(Point-based annotation data)
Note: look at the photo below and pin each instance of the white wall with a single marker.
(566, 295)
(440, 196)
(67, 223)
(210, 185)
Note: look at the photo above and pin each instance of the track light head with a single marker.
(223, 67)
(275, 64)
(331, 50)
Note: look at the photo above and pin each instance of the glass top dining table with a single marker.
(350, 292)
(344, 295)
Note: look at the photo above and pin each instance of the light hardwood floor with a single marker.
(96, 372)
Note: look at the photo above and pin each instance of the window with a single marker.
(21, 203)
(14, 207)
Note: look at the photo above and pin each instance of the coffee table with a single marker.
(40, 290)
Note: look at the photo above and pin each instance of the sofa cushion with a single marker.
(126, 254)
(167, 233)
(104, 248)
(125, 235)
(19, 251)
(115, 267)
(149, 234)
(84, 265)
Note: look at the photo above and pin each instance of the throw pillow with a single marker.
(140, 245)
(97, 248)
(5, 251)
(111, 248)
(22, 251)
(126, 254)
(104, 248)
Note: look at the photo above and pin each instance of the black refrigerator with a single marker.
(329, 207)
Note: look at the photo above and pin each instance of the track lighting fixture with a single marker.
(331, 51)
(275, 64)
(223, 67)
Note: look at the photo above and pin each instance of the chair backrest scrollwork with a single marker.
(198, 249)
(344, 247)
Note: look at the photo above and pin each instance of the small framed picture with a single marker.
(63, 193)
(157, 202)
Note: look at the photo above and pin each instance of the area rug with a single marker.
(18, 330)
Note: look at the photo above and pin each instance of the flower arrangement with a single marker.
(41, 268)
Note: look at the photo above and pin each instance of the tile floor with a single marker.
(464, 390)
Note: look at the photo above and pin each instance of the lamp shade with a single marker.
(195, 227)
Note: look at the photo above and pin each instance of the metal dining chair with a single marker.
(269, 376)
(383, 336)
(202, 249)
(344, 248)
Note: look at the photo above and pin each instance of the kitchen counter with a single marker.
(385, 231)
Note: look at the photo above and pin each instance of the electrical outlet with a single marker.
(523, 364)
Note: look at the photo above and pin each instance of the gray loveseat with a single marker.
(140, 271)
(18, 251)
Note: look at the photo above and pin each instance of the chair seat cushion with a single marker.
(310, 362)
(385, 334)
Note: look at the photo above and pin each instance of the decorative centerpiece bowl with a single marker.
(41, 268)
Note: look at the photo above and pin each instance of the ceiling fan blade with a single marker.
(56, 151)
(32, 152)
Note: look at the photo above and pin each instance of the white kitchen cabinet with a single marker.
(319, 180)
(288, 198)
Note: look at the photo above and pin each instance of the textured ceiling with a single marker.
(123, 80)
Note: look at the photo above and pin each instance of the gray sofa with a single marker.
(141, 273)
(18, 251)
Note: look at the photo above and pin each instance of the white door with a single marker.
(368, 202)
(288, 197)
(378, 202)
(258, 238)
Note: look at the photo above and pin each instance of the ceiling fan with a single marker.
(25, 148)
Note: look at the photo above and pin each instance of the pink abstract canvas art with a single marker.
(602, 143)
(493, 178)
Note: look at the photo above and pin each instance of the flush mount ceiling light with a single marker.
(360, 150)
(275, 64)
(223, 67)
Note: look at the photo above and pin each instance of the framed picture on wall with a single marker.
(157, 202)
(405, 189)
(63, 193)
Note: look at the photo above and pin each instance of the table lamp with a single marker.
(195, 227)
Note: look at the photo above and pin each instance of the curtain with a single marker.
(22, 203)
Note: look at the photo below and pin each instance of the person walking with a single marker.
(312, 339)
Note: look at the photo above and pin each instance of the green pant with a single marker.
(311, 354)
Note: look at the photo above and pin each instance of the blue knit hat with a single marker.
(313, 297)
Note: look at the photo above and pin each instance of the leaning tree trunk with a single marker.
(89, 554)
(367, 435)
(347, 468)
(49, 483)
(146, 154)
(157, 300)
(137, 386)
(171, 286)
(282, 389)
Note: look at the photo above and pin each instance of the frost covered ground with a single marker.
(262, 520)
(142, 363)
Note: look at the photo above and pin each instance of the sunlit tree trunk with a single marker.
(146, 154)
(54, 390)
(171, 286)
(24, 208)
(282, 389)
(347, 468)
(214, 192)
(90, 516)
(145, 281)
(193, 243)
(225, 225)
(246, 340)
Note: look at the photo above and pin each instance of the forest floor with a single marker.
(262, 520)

◆ Exercise details
Word for word, extract all the records.

◆ Task solution
Note: look at the photo below and pin each instance of the white wall with a single marker.
(566, 295)
(440, 196)
(67, 223)
(210, 185)
Note: look at the photo above and pin each instance of the track light head with a single marker.
(223, 67)
(275, 64)
(331, 50)
Note: look at the photo above and pin each instance of the glass top dining table with a single marker.
(350, 292)
(344, 295)
Note: look at the photo above and pin each instance of the light hardwood floor with a single marker.
(96, 372)
Note: look at the photo above and pin each instance of the window with a single marker.
(21, 203)
(14, 207)
Note: look at the photo above and pin each instance of the coffee table with a single marker.
(40, 290)
Note: look at the photo above and pin each instance of the sofa cushion with a single marker.
(126, 254)
(167, 233)
(104, 248)
(125, 235)
(19, 251)
(115, 267)
(149, 234)
(84, 265)
Note: look at the photo above and pin each instance of the throw pillow with a single marker.
(140, 245)
(97, 248)
(5, 251)
(111, 248)
(22, 251)
(126, 254)
(104, 248)
Note: look at the photo above and pin each instance of the black refrigerator with a single marker.
(329, 207)
Note: look at the photo above and pin each instance of the track lighting fixture with a single marker.
(331, 51)
(275, 64)
(223, 67)
Note: look at the photo above and pin each instance of the chair backrest scrollwork with a single marker.
(198, 249)
(344, 247)
Note: look at the photo above and pin each instance of the small framed picture with a single marker.
(63, 193)
(157, 202)
Note: look at the photo above and pin each instance of the area rug with a single marker.
(18, 330)
Note: look at the photo above and pin each instance of the flower arrangement with a single marker.
(41, 268)
Note: look at the photo above and pin each instance of the tile floor with a single marker.
(464, 390)
Note: look at the photo above and pin each instance of the lamp shade with a single marker.
(195, 227)
Note: look at the photo above and pin each instance of the metal dining chair with a single marker.
(269, 376)
(383, 336)
(202, 249)
(344, 248)
Note: look at the photo above and pin each instance of the kitchen counter with a single marker.
(385, 231)
Note: look at the photo above and pin each instance of the electrical outlet with a single marker.
(523, 364)
Note: look at the photo above and pin each instance of the gray loveseat with a single marker.
(140, 271)
(18, 251)
Note: look at the photo above and pin each instance of the chair seat cushion with a single marker.
(310, 362)
(385, 334)
Note: look at the photo above and pin each instance of the decorative centerpiece bowl with a single marker.
(41, 268)
Note: look at the photo above and pin each instance of the ceiling fan blade with a single marker.
(56, 151)
(32, 152)
Note: look at the photo above and pin each instance of the white kitchen cabinet with a single marker.
(319, 180)
(288, 198)
Note: look at the photo above and pin each instance of the textured ceiling with a single marker.
(123, 80)
Note: look at the photo above and pin each instance of the gray sofa with a single marker.
(141, 273)
(18, 251)
Note: look at the photo above and pin each instance of the white door with a single marker.
(368, 202)
(288, 197)
(378, 202)
(258, 238)
Note: look at the photo above and pin each instance of the ceiling fan with a single marker.
(25, 148)
Note: look at the photo above and pin each instance of the pink abstract canvas art with a single marker.
(602, 143)
(493, 178)
Note: look at the photo above and pin each instance of the flush mount ceiling light with a single marker.
(360, 150)
(275, 64)
(223, 67)
Note: look at the photo above and pin each instance of the framed picture on wall with a single marker.
(157, 202)
(405, 189)
(63, 193)
Note: look at the photo above and pin each instance of the table lamp with a single marker.
(195, 227)
Note: look at the photo above and pin each instance of the curtain with a single marker.
(22, 203)
Note: look at the photo below and pin each instance of the person walking with a single marker.
(312, 339)
Note: look at the photo above and pin each instance of the green pant with a single marker.
(311, 354)
Note: look at the photo above and pin each instance of the blue knit hat with a single marker.
(313, 297)
Note: look at the photo above and pin each instance of the leaning tree trunk with a single marker.
(89, 554)
(367, 435)
(347, 468)
(49, 483)
(146, 154)
(157, 300)
(137, 386)
(171, 286)
(282, 389)
Note: look at the photo above and pin each instance of the frost covered ground with a single marker.
(262, 520)
(142, 363)
Note: look at the photo above and pin each instance of the sunlit tree trunk with a single marker.
(146, 154)
(54, 390)
(171, 286)
(24, 208)
(282, 389)
(347, 468)
(214, 192)
(90, 516)
(145, 281)
(193, 243)
(225, 225)
(246, 340)
Note: look at the photo above and pin each instance of the forest floor with a single marker.
(262, 520)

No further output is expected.